_JOB_
Rescale the lines below by rewriting every one of them, requests included, with each pixel coordinate in the answers multiplied by 1.9 and rounded to a whole number, halves rounded up. Leave the pictures out of your answer.

[Pointing and labeling entries]
======

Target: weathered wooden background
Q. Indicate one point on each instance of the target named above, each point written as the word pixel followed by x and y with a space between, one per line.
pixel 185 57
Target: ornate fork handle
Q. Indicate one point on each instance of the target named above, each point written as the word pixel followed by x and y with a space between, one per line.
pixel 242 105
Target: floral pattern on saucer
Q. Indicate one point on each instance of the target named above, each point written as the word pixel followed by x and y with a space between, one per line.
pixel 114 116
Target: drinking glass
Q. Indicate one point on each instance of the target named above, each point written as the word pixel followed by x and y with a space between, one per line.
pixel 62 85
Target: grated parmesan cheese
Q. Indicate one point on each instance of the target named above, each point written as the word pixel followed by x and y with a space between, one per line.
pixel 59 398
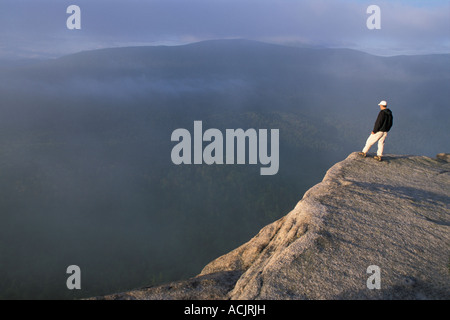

======

_EXERCISE OUTPUT_
Target: weathered wooden background
Q. Indicate one point on each instance of the target named above, each point written as the word pixel followed by x and y with a space between, one per line.
pixel 352 108
Target: ornate fork handle
Q. Indicate one point on each instance of the target named above, each point written as the word pixel followed by x and y with a space between, one per line.
pixel 460 200
Target: floral pattern on saucer
Q. Indicate one point on each instance of the target named above, each point written as the word pixel followed by x and y with a space between, one per line.
pixel 217 220
Target: drinking glass
Q. Indicate one point on each instance of the target named above, each point written as the word pixel followed by x and y with a space between, one per line.
pixel 118 162
Target: grated parmesan cheese
Q. Indicate one point on each instance of the target named above, each point written as the word pixel followed by x and y with a space between, one per line.
pixel 112 756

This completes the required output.